THE EXERCISE: Copy the lines of the data below word for word, beginning at the line that contains "If you could place a marker on the license" and continuing through the final line of the data.

RECORD SET:

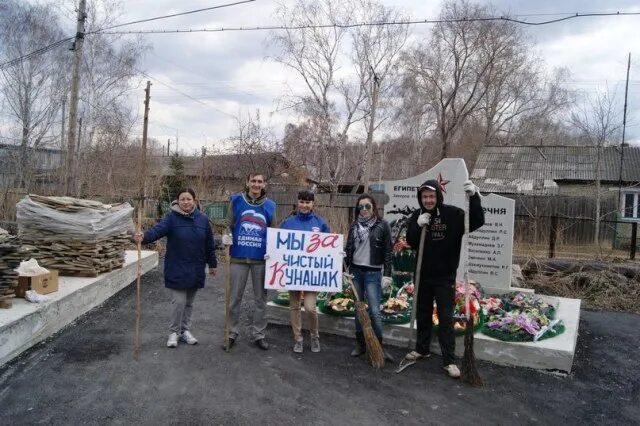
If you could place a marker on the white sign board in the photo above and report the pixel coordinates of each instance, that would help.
(491, 246)
(302, 260)
(489, 259)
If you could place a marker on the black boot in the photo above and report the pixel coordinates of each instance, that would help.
(361, 347)
(387, 356)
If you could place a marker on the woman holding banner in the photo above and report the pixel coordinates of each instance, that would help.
(304, 219)
(369, 254)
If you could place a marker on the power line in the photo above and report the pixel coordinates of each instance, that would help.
(176, 14)
(373, 24)
(60, 42)
(40, 51)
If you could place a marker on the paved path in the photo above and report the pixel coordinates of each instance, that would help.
(86, 375)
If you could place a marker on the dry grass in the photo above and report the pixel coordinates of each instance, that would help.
(598, 289)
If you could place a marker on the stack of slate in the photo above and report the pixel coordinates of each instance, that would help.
(74, 236)
(9, 260)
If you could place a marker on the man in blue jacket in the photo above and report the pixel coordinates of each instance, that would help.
(250, 214)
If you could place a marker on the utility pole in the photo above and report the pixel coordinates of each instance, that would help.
(64, 102)
(143, 171)
(374, 101)
(70, 181)
(143, 160)
(624, 128)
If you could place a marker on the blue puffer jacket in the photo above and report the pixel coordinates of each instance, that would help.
(190, 247)
(305, 222)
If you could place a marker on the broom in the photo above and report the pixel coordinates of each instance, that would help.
(227, 298)
(136, 346)
(404, 362)
(374, 348)
(469, 373)
(416, 284)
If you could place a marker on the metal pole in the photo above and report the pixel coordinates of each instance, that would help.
(374, 101)
(624, 128)
(70, 181)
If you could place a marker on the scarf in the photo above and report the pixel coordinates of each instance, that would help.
(363, 226)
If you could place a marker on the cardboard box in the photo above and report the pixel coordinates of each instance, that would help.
(43, 284)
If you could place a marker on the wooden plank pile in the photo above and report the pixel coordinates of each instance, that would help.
(10, 258)
(74, 236)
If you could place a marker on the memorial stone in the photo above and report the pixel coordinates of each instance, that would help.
(491, 246)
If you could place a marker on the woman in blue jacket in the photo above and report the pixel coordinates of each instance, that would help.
(304, 220)
(190, 248)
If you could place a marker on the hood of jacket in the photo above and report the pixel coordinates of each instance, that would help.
(176, 208)
(433, 185)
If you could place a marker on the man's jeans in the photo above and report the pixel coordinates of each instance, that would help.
(310, 298)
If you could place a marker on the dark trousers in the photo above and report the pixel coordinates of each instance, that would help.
(444, 295)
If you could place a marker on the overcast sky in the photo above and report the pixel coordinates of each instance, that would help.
(230, 73)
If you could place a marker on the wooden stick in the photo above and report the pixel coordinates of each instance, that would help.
(136, 346)
(416, 283)
(227, 297)
(373, 345)
(469, 373)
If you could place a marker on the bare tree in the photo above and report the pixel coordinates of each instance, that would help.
(32, 89)
(108, 75)
(475, 70)
(598, 122)
(331, 105)
(377, 50)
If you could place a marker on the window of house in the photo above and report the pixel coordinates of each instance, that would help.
(630, 208)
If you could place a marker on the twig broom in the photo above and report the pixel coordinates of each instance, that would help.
(227, 297)
(374, 348)
(136, 341)
(469, 373)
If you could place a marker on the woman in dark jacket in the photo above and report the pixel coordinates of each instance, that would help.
(190, 248)
(368, 256)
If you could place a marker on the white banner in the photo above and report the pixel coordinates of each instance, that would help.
(302, 260)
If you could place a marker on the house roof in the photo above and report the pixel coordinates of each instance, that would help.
(537, 169)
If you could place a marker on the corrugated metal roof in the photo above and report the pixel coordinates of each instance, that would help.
(535, 169)
(556, 163)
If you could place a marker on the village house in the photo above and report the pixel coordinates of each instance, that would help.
(565, 171)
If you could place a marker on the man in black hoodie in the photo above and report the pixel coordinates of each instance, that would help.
(444, 227)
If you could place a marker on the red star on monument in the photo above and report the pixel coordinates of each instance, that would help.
(442, 182)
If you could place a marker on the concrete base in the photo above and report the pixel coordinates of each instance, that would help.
(26, 324)
(555, 353)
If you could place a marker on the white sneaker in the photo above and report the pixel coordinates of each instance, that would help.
(452, 370)
(173, 340)
(188, 338)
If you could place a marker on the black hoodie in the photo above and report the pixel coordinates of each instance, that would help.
(444, 235)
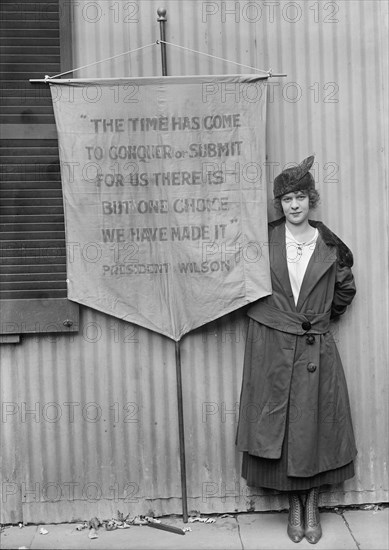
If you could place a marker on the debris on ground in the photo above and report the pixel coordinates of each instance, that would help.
(157, 524)
(201, 520)
(93, 533)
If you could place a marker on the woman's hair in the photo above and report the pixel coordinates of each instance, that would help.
(313, 195)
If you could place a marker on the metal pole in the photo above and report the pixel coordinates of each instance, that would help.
(162, 20)
(181, 433)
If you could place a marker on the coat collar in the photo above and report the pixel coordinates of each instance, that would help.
(322, 259)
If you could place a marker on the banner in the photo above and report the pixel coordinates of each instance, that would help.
(164, 196)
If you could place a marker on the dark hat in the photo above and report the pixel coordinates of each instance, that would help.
(294, 179)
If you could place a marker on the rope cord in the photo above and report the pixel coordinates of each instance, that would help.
(102, 61)
(269, 72)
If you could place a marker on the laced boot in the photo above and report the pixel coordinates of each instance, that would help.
(296, 518)
(313, 530)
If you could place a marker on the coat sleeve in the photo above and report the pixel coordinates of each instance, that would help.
(344, 291)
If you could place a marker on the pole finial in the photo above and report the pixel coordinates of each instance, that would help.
(161, 14)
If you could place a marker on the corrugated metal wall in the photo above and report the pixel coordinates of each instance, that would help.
(104, 433)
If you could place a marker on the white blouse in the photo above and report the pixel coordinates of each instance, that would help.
(298, 256)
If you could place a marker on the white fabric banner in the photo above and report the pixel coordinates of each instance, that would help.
(165, 196)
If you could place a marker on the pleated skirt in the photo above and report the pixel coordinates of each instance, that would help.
(272, 473)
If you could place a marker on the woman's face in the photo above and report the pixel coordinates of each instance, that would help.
(295, 207)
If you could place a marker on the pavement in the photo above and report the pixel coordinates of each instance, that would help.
(347, 529)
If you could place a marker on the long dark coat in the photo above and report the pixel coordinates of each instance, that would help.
(292, 365)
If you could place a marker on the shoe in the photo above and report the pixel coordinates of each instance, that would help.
(313, 530)
(296, 518)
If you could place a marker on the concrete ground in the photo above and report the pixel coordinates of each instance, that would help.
(349, 529)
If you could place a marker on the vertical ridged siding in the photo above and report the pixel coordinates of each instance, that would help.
(338, 71)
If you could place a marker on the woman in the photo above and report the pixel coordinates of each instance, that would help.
(295, 425)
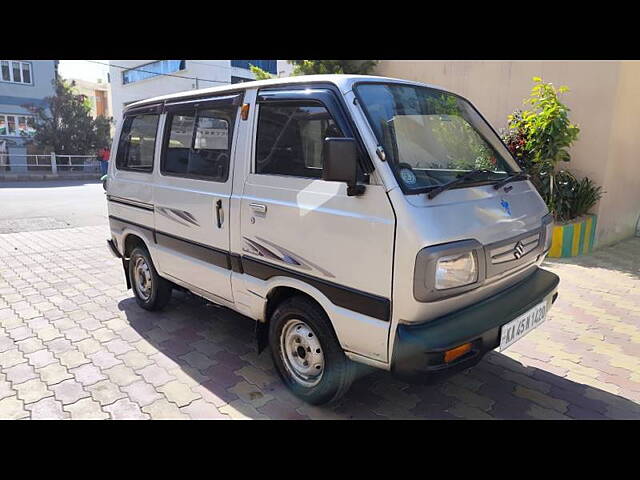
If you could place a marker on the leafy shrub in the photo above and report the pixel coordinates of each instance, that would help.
(539, 139)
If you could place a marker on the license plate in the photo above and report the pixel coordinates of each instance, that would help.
(518, 328)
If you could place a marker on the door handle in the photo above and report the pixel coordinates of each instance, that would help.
(258, 207)
(218, 211)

REPLY:
If you could place a marker on the license plate in the photo above and report the pixel coordinates of each instance, that would help.
(518, 328)
If you could place a marker on the door handle in the photo above and report the pixel coordinates of each instance, that would help.
(258, 207)
(218, 211)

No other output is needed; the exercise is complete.